(Natural language region descriptions)
_ _ _

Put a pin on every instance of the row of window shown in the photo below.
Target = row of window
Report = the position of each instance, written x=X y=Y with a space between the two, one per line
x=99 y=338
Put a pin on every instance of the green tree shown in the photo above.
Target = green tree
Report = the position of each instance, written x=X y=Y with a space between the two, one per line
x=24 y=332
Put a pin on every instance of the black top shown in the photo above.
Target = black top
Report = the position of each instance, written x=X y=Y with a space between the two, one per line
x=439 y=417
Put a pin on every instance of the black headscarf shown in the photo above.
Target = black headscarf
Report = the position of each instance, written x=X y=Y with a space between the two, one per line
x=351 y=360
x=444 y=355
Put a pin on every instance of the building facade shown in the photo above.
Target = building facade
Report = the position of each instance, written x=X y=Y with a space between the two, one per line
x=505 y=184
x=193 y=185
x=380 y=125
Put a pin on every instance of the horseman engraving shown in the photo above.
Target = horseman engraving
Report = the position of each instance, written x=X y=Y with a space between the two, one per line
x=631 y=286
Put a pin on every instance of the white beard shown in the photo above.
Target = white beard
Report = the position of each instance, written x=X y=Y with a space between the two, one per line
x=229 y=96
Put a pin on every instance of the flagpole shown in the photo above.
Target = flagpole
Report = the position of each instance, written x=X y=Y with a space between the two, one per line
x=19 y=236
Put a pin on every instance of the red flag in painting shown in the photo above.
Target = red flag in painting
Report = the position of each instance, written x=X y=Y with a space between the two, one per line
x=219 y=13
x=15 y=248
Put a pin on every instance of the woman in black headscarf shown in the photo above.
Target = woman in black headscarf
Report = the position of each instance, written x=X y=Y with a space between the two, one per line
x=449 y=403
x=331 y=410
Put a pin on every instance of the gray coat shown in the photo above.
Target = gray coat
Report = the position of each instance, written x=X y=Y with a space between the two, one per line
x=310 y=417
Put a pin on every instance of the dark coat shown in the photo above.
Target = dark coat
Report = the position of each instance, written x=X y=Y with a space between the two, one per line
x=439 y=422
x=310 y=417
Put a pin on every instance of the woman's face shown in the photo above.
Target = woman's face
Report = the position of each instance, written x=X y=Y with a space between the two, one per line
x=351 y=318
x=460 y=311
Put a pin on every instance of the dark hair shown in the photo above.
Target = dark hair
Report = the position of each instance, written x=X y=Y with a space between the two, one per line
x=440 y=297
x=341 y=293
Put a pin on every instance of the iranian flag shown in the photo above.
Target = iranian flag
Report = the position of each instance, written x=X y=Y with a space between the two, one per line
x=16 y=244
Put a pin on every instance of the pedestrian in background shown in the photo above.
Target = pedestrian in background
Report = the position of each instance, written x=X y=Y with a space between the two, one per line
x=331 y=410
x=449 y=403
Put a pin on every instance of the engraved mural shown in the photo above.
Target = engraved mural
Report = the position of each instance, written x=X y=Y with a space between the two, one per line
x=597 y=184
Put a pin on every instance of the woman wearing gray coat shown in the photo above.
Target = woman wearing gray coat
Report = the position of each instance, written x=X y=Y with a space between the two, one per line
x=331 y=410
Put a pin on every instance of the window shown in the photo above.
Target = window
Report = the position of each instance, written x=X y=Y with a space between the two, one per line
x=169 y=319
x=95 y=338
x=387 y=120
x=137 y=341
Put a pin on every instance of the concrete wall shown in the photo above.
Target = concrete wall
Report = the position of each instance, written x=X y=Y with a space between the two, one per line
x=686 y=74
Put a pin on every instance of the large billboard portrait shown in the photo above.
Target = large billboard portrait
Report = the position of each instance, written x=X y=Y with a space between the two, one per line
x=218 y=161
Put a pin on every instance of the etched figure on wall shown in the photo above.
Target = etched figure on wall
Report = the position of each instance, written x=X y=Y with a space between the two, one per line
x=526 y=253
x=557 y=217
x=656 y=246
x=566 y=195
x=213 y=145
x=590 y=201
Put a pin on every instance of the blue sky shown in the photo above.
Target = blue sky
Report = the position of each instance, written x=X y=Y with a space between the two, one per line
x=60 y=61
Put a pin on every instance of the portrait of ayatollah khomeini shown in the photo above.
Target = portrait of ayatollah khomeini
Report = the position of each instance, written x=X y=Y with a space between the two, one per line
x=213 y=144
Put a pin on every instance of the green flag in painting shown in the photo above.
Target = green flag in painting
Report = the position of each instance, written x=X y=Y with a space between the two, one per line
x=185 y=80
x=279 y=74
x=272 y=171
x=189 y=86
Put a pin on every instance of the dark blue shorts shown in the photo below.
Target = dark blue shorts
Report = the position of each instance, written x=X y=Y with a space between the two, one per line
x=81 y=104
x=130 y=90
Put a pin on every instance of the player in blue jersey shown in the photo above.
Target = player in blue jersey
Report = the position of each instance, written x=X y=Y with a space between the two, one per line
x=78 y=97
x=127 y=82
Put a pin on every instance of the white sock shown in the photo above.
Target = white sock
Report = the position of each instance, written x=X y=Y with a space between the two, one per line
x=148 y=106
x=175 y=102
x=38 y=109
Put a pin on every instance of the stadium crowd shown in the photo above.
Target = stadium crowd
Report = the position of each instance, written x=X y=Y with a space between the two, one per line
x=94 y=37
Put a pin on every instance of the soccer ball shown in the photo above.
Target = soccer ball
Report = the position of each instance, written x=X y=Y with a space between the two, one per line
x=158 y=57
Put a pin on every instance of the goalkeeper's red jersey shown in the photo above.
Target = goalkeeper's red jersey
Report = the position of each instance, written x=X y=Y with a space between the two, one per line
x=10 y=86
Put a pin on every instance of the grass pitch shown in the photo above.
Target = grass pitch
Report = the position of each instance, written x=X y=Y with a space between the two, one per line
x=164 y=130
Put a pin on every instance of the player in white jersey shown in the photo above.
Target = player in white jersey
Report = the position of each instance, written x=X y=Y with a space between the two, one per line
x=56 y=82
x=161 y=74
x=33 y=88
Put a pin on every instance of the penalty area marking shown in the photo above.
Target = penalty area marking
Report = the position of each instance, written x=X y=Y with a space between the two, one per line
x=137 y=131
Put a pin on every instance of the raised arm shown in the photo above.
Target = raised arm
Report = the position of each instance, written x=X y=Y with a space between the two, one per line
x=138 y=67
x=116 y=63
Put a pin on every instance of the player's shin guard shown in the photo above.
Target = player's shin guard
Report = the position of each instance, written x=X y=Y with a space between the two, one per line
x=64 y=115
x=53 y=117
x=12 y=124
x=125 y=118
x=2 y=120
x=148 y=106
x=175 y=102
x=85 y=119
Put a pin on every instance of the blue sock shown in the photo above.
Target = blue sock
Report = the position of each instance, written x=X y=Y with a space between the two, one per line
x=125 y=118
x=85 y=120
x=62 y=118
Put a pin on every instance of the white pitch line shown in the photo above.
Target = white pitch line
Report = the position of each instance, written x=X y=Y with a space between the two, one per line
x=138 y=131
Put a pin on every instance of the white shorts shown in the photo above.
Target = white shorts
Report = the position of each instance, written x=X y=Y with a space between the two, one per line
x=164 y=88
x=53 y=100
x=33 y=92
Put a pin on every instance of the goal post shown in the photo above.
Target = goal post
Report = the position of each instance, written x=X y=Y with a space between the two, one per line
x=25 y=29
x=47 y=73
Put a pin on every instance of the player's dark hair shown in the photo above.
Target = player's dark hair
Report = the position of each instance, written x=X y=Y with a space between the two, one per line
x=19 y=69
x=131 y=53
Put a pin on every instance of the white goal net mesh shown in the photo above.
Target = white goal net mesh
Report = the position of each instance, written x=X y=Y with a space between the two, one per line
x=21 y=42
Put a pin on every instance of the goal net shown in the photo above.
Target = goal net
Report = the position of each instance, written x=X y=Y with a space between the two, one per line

_ _ _

[Task to carry out]
Output an identical copy of every record above.

[Finished task]
Put a pin on every instance of the row of window shown in the photo below.
Target = row of window
Report = the position of each instance, written x=X y=Y with a space between the two, one per line
x=99 y=338
Put a pin on every instance of the green tree shown in the photo above.
Target = green tree
Report = the position of each instance, written x=X y=Y with a space between the two, one per line
x=24 y=332
Put a pin on every instance of the black top shown in the photo above.
Target = black top
Report = the position of each instance, written x=X y=Y with a space between the two, one per line
x=439 y=417
Put a pin on every instance of the black headscarf shown in the photo above.
Target = black headscarf
Report = the position of each instance, written x=X y=Y with a space between the two, one per line
x=351 y=360
x=444 y=355
Put a pin on every instance of the building facade shown in the photo above.
Target = building facade
Report = the position of each instance, written x=X y=Y with a space between the two, one per line
x=505 y=184
x=193 y=185
x=380 y=125
Put a pin on every instance of the horseman engraving shown in the photo above.
Target = horseman engraving
Report = the position of each instance, written x=X y=Y with a space between the two, one per line
x=631 y=286
Put a pin on every instance of the white beard shown in the photo above.
Target = white beard
Report = the position of each instance, written x=X y=Y with a space between the two, one per line
x=229 y=96
Put a pin on every instance of the flagpole shown in the photo above.
Target = flagpole
Report = the position of each instance, written x=X y=Y with a space between the two, one per line
x=19 y=236
Put a pin on every instance of the red flag in painting shown in the photo above.
Target = red flag in painting
Report = the position of each instance, written x=X y=Y with a space between the two, one per line
x=219 y=13
x=15 y=248
Put a pin on every instance of the woman in black headscarf shown in the photo above.
Target = woman in black headscarf
Report = the position of each instance, written x=X y=Y with a space between the two, one per line
x=449 y=403
x=331 y=410
Put a pin on every instance of the gray coat shown in the photo above.
Target = gray coat
Report = the position of each instance, written x=X y=Y with a space between the two, one per line
x=310 y=417
Put a pin on every instance of the dark coat shown in the photo above.
Target = dark coat
Report = the position of each instance, written x=X y=Y with a space between the two, one per line
x=439 y=422
x=310 y=417
Put a pin on every instance of the woman's face shown in the photo above.
Target = woman's face
Report = the position of each instance, written x=X y=Y with a space between the two, one per line
x=351 y=318
x=460 y=311
Put a pin on every instance of the dark hair shown in the photo above.
Target = dark hair
Report = the position of each instance, written x=X y=Y with a space between the two, one per line
x=440 y=297
x=341 y=293
Put a pin on every instance of the iranian flag shown in the photo above.
Target = iranian flag
Report = the position of each instance, written x=X y=Y with a space between the two, one per line
x=16 y=244
Put a pin on every instance of the pedestrian in background shown in the photo above.
Target = pedestrian in background
Report = the position of each instance, written x=X y=Y with a space between the two, one per line
x=331 y=410
x=449 y=403
Put a pin on every instance of the engraved mural shown in the photo above.
Target = engraved mural
Report = the position of each instance, written x=X y=Y with a space between the two, one per line
x=597 y=184
Put a pin on every instance of the woman wearing gray coat shown in the photo above.
Target = woman wearing gray coat
Report = the position of each instance, written x=X y=Y with a space between the two, one per line
x=331 y=410
Put a pin on every instance of the window shown in the photo above.
Target = window
Report = the position of each instance, written x=X y=Y with a space between the two, one per line
x=169 y=319
x=95 y=338
x=387 y=120
x=137 y=341
Put a pin on every instance of the concrete wall shown in the photo above.
Target = concrete wall
Report = the position of each instance, written x=X y=Y with a space between the two, one per line
x=686 y=74
Put a pin on every instance of the large billboard portrait shown in the photo above.
Target = large billboard portrait
Report = the position of each instance, written x=X y=Y with a space between the two, one per line
x=218 y=161
Put a pin on every instance of the etched figure on wall shown in the photo above.
Target = etched figure on wall
Report = the position of each instance, written x=X y=Y with a space between the two, one per line
x=526 y=253
x=557 y=217
x=656 y=246
x=566 y=195
x=213 y=145
x=590 y=201
Put a pin on every instance of the blue sky shown in the photo above.
Target = blue sky
Report = the position of each instance, written x=X y=Y with a space between the two, one per line
x=60 y=61
Put a pin on every instance of the portrait of ayatollah khomeini shown in the photo above.
Target = portrait of ayatollah khomeini
Report = the position of each instance, written x=X y=Y with a space between the two, one per line
x=213 y=144
Put a pin on every instance of the green flag in painting shown in the photo above.
Target = green flag in painting
Report = the position of each instance, written x=X y=Y with a space between the two, one per line
x=185 y=80
x=279 y=74
x=272 y=171
x=189 y=86
Put a pin on every instance of the dark blue shorts shown in the photo below.
Target = dark blue shorts
Report = the position of each instance, written x=X y=Y with a space between the two, one per line
x=81 y=104
x=130 y=90
Put a pin on every instance of the player in blue jersey shown in the photo above.
Target = player in blue jersey
Report = the position of each instance, written x=X y=Y with a space between the two, one per line
x=78 y=97
x=127 y=82
Put a pin on every instance of the white sock shown in the photo above.
Target = white sock
Report = the position of each instance, written x=X y=Y with a space between the two, one per line
x=148 y=106
x=175 y=102
x=38 y=109
Put a pin on every instance of the stadium crowd shown in the photo above.
Target = stadium crowd
Report = the position of each instance, written x=X y=Y with a space between the two, one per line
x=94 y=37
Put a pin on every instance of the soccer ball shown in the photo above.
Target = soccer ball
Report = the position of each instance, written x=X y=Y with a space between the two, one per line
x=158 y=57
Put a pin on every instance of the goalkeeper's red jersey shown in the photo above.
Target = goalkeeper's red jersey
Report = the position of each instance, written x=X y=Y with a space between the two, one per line
x=10 y=86
Put a pin on every instance of the grass pitch shown in the photo above.
Target = grass pitch
Report = the position of each instance, written x=X y=Y with a space between the two, one per line
x=164 y=130
Put a pin on every instance of the player in white jersey shown in the photo above.
Target = player in white jersey
Report = the position of each instance, written x=X y=Y with a space between the two, one per line
x=56 y=82
x=161 y=74
x=33 y=88
Put a pin on every instance of the penalty area marking shown in the photo above.
Target = penalty area marking
Report = the position of each instance, written x=X y=Y with a space between the two, one per line
x=137 y=131
Put a pin on every instance of the raised arm shown in the photo above.
Target = raised arm
Report = the position of each instance, written x=X y=Y with a space between the two, one per line
x=138 y=67
x=116 y=63
Put a pin on every instance of the player's shin guard shown in the photo above.
Target = player's shin guard
Report = the position of each instance, written x=X y=Y with a space between the two, one per line
x=64 y=115
x=53 y=117
x=12 y=124
x=125 y=118
x=2 y=120
x=148 y=106
x=175 y=102
x=85 y=119
Put a pin on every instance of the blue sock shown in the photo above.
Target = blue sock
Report = the position of each instance, written x=X y=Y with a space between the two, one per line
x=125 y=118
x=85 y=120
x=62 y=118
Put a pin on every instance of the white pitch line shown in the photo above.
Target = white pitch line
Report = the position of each instance, written x=X y=Y with a space between the two, one per line
x=138 y=131
Put a pin on every instance of the white shorts shown in the photo above.
Target = white shorts
Report = the position of each instance, written x=X y=Y with a space between the two, one per line
x=164 y=88
x=53 y=100
x=33 y=92
Put a pin on every instance of the goal post shown in the photo above.
Target = goal post
Report = the position of each instance, written x=X y=Y with a space between the two, one per line
x=25 y=29
x=47 y=73
Put a pin on every instance of the player's dark hair shown in the photo above.
Target = player's dark hair
Report = the position of each instance, written x=X y=Y with a space between the two, one per line
x=19 y=69
x=131 y=53
Put a pin on every instance of the white goal net mesh shown in the photo above.
Target = white goal net mesh
Report = the position of each instance, written x=X y=Y with a space between the two, one per line
x=21 y=42
Put a pin on every instance of the goal net shown in the photo above.
Target = goal net
Report = the position of each instance, written x=X y=Y with a space between the two, one per line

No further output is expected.